Dataset excerpt:
____________________

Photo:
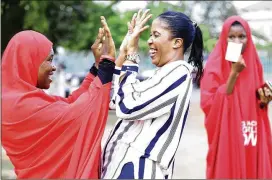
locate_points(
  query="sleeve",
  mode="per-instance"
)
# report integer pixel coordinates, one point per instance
(150, 98)
(100, 74)
(210, 89)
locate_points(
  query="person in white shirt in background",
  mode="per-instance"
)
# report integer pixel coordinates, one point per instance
(152, 113)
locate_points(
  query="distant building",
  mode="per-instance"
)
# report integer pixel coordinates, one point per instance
(259, 16)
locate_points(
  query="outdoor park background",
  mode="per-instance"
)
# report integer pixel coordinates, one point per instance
(73, 25)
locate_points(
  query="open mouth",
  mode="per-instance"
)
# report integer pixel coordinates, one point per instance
(51, 76)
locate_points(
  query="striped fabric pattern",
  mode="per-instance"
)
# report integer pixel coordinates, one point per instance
(152, 115)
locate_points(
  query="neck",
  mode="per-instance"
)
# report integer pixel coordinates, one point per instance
(176, 56)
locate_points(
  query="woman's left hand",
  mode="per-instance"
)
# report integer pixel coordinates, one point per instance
(140, 21)
(265, 95)
(97, 46)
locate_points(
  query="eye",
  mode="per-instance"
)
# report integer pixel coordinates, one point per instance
(231, 37)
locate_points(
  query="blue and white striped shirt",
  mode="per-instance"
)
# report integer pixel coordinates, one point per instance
(151, 113)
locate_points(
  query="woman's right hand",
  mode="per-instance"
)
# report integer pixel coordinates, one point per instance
(108, 47)
(131, 24)
(238, 66)
(140, 22)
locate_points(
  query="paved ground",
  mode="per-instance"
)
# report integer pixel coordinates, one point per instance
(191, 156)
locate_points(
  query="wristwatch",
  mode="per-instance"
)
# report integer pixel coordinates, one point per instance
(133, 57)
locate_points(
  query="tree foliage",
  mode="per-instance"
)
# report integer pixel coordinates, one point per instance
(74, 24)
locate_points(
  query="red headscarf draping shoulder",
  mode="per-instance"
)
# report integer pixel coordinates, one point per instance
(224, 114)
(47, 136)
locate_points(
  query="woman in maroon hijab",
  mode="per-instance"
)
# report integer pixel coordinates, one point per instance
(239, 132)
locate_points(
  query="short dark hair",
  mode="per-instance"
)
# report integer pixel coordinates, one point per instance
(181, 26)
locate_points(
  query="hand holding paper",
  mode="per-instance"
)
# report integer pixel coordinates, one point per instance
(233, 51)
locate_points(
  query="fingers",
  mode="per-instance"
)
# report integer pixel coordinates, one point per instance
(99, 39)
(145, 14)
(144, 28)
(133, 20)
(130, 28)
(262, 96)
(138, 17)
(105, 26)
(146, 19)
(267, 92)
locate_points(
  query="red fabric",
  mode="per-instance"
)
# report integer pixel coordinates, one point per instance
(48, 136)
(228, 157)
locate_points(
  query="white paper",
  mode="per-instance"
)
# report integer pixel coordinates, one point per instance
(233, 51)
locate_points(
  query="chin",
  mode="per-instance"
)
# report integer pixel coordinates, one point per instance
(156, 63)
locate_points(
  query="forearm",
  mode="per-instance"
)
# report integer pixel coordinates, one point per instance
(231, 82)
(120, 60)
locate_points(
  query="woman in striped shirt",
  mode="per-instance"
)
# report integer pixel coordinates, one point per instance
(152, 113)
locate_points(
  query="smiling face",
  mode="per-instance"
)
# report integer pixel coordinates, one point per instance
(161, 44)
(237, 34)
(45, 73)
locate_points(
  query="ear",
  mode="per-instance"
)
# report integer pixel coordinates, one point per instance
(178, 43)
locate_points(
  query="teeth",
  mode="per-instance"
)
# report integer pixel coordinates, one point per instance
(152, 51)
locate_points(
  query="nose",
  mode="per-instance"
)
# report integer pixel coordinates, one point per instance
(237, 40)
(54, 68)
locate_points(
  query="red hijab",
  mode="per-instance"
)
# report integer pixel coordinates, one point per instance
(228, 157)
(48, 136)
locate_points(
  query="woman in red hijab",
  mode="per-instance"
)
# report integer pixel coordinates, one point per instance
(48, 136)
(239, 134)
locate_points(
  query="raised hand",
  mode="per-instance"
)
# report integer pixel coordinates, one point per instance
(108, 46)
(265, 95)
(140, 21)
(131, 24)
(97, 46)
(239, 65)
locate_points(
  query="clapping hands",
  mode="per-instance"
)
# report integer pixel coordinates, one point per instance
(104, 44)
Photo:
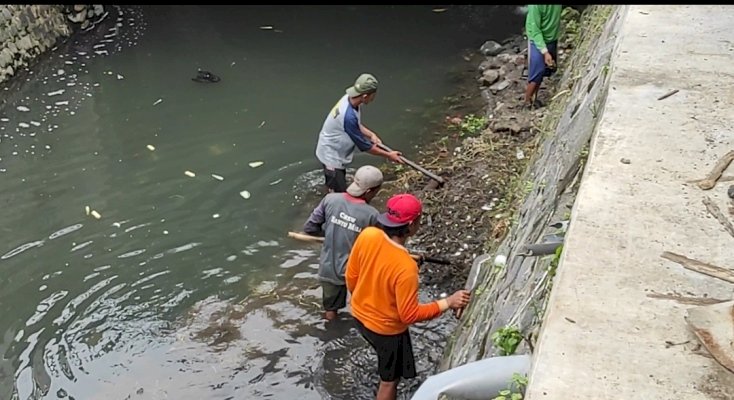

____________________

> **Aim of the exercise**:
Count the lines in the listing above that contain the string "background", matching case exactly, and give only the number.

> **Solution for this task**:
2